* [TO DO] Return the full article below on India's revocation of Al-Jazeera's security clearance, reproducing it word for word.

-- TEXT BLOCK follows --

Exposing true conditions in held Kashmir

By Waqar Ahmed
September 19, 2018

India has revoked Al-Jazeera TV's security clearance, stoking fears that the channel could be banned in the country. This has happened as the TV channel showed the true picture of held Kashmir in a documentary. The security clearance was granted by the Indian government in 2010.

The Indian establishment perhaps believes the channel portrays India in negative light. For example, it has reported: "Once Vidarbha was known for its cotton or white gold production, but now the region is mostly known as the suicide belt of India. According to Vidarbha Jan Andolan Samiti (VJAS), a non-governmental organisation that has been documenting the suicide of farmers for the past 15 years, approximately 6,000 farmers have killed themselves since 2012 in six districts of Vidarbha region - Amravati, Yavatmal, Wardha, Washim, Akola and Buldhana. The situation is the same in the nearby region of Marathwada. Even a debt of 10,000 rupees ($150) is enough to push a farmer over the edge. Young farmers aged between 18 and 30 accounted for the second-highest number of suicides, leaving widows and children to cope with the consequences. The poor and marginal farmers fall into the clutches of moneylenders, who charge exorbitant rates of interest, which the farmers are unable to repay, thus pushing them into perpetual debt that leads to the spate of suicides."

-- TEXT BLOCK concluded --
-- INPUT DATA follows --

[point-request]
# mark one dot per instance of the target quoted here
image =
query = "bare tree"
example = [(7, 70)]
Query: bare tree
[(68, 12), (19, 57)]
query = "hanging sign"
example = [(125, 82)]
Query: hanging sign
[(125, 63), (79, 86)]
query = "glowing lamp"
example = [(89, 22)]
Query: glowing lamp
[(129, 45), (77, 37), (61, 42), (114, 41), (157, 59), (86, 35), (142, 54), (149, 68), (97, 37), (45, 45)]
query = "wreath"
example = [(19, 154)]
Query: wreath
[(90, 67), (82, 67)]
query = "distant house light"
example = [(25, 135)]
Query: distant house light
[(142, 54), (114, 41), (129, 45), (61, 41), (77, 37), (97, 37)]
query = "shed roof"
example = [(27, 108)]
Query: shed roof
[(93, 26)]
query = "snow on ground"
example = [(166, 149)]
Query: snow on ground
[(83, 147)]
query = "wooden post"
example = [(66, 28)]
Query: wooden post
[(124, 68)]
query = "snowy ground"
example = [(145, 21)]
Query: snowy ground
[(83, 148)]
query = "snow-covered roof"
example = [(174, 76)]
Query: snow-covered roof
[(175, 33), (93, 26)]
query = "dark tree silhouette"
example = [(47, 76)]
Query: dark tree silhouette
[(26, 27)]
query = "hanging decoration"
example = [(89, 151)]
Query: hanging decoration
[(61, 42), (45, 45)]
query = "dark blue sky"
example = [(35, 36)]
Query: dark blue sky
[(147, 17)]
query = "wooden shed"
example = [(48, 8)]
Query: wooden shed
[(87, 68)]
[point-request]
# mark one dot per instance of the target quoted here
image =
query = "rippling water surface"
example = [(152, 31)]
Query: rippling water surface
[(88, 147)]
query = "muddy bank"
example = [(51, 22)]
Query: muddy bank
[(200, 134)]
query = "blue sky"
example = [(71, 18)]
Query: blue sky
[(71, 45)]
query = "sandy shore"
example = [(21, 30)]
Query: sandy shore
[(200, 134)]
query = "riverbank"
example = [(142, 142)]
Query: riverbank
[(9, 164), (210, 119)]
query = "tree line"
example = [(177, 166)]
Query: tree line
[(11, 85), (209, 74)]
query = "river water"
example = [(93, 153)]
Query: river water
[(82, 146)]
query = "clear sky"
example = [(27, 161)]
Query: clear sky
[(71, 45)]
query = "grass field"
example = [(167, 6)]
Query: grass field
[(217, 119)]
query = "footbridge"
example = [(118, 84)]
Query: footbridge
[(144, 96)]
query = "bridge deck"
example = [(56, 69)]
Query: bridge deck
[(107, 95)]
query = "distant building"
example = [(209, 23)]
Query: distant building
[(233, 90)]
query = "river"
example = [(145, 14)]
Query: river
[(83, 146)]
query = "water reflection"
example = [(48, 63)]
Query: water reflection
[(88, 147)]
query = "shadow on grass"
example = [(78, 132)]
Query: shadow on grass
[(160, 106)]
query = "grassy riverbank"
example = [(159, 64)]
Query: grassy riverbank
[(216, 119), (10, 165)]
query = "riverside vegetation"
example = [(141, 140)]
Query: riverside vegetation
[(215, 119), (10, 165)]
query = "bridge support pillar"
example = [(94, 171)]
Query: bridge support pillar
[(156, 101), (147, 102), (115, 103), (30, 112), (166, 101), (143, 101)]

-- INPUT DATA concluded --

* [ANSWER FOR THE TASK]
Exposing true conditions in held Kashmir

By Waqar Ahmed
September 19, 2018

India has revoked Al-Jazeera TV's security clearance, stoking fears that the channel could be banned in the country. This has happened as the TV channel showed the true picture of held Kashmir in a documentary. The security clearance was granted by the Indian government in 2010.

The Indian establishment perhaps believes the channel portrays India in negative light. For example, it has reported: "Once Vidarbha was known for its cotton or white gold production, but now the region is mostly known as the suicide belt of India. According to Vidarbha Jan Andolan Samiti (VJAS), a non-governmental organisation that has been documenting the suicide of farmers for the past 15 years, approximately 6,000 farmers have killed themselves since 2012 in six districts of Vidarbha region - Amravati, Yavatmal, Wardha, Washim, Akola and Buldhana. The situation is the same in the nearby region of Marathwada. Even a debt of 10,000 rupees ($150) is enough to push a farmer over the edge. Young farmers aged between 18 and 30 accounted for the second-highest number of suicides, leaving widows and children to cope with the consequences. The poor and marginal farmers fall into the clutches of moneylenders, who charge exorbitant rates of interest, which the farmers are unable to repay, thus pushing them into perpetual debt that leads to the spate of suicides."